◆ Text provided

%%

The CSU Guidelines are designed to provide an equal educational opportunity to students with learning disabilities who are otherwise qualified for admission. The guidelines are based on consultation with qualified professionals in the field of learning disabilities in the CSU and other state university systems and are consistent with those issued by nationally known professional organizations [e. g., AHEAD]. These CSU Guidelines supersede eligibility criteria issued by the Office of the Chancellor in 2002. If any of the laws and regulations upon which the CSU Guidelines are based are amended, the most current applicable laws and regulations shall apply.

I. CSU Definition of a Learning Disability

The CSU system adheres to the definition of learning disabilities as developed by the National Joint Committee on Learning Disabilities (1998). Learning disabilities is a general term that refers to a heterogeneous group of disorders manifested by significant difficulties in the acquisition and use of listening, speaking, reading, writing, reasoning, or mathematical abilities. These disorders are intrinsic to the individual, presumed to be due to central nervous system dysfunction, and may occur across the life span. Problems in self-regulatory behaviors, social perception, and social interaction may exist with learning disabilities but do not by themselves constitute a learning disability. Although learning disabilities may occur concomitantly with other disabling conditions (e. g., sensory impairment, serious emotional disturbance) or with extrinsic influences (such as, cultural differences, insufficient or inappropriate instruction), they are not the result of those conditions or influences (adapted from NJCLD, 1998).

II.Qualifications to Diagnose

To be considered qualified to diagnose specific learning disabilities, the professional(s) external and internal to the CSU shall have training and experience in the assessment and diagnosis of learning disabilities in adolescents and adults. Qualified professionals include clinical or educational psychologists, school psychologists, neuropsychologists, and credentialed learning disabilities specialists and other professionals whose training and experience includes the diagnostic practice of adolescents and adults.

For campuses that do not have a dedicated Learning Disability Specialist, certain other professionals within the Disability Services Department, such as disability counselors or educational resource specialists, may verify the existence of a Learning Disability for the purpose of program eligibility by critical analysis of appropriate documentation submitted by an applicant if they have training and experience to do so.

All documentation must be legible, (preferably typed), presented on letterhead, dated, and signed. It must also include the professional’s title, professional credentials, and/or license number as appropriate. It is not considered appropriate or acceptable for professionals to evaluate members of their families.

%%

◆ Entries provided
%%

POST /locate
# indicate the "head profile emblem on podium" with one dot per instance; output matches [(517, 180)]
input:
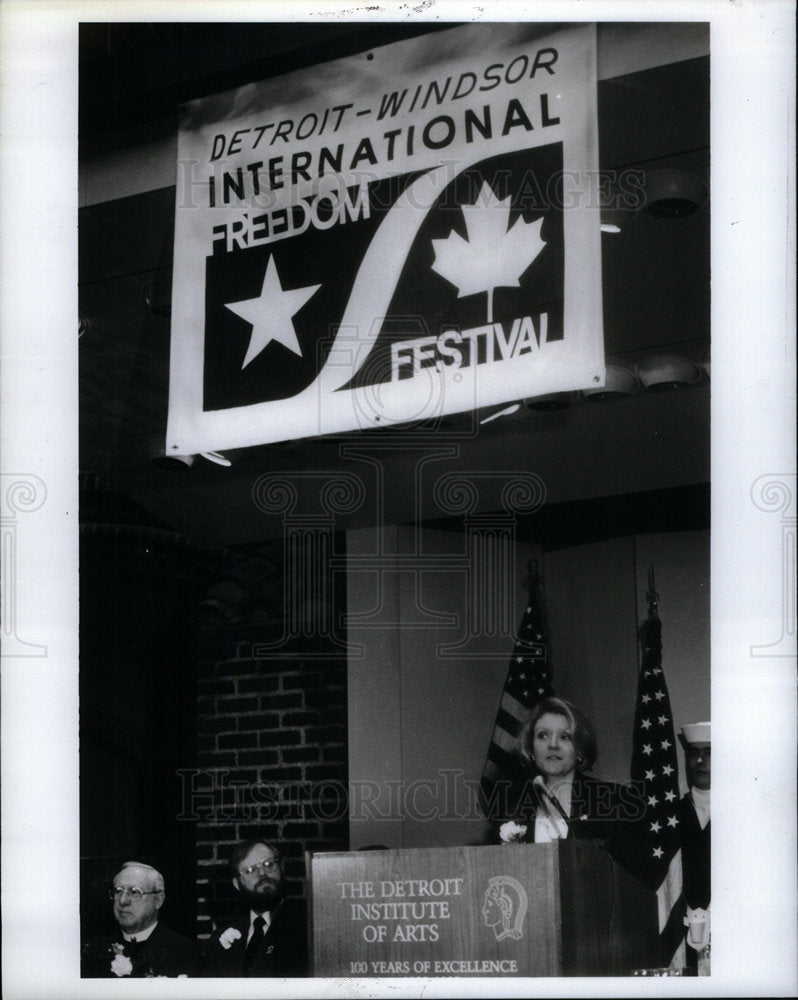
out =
[(505, 907)]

%%

◆ Task to complete
From the CSU learning disability guidelines, answer:
1. Which earlier eligibility criteria do the guidelines supersede?
2. Whose definition of learning disabilities does the CSU system adhere to?
3. Whom is it not acceptable for professionals to evaluate?
Answer from the CSU learning disability guidelines alone, not from the listing.

◆ Solution to this task
1. The eligibility criteria issued by the Office of the Chancellor in 2002.
2. The definition developed by the National Joint Committee on Learning Disabilities (1998).
3. Members of their families.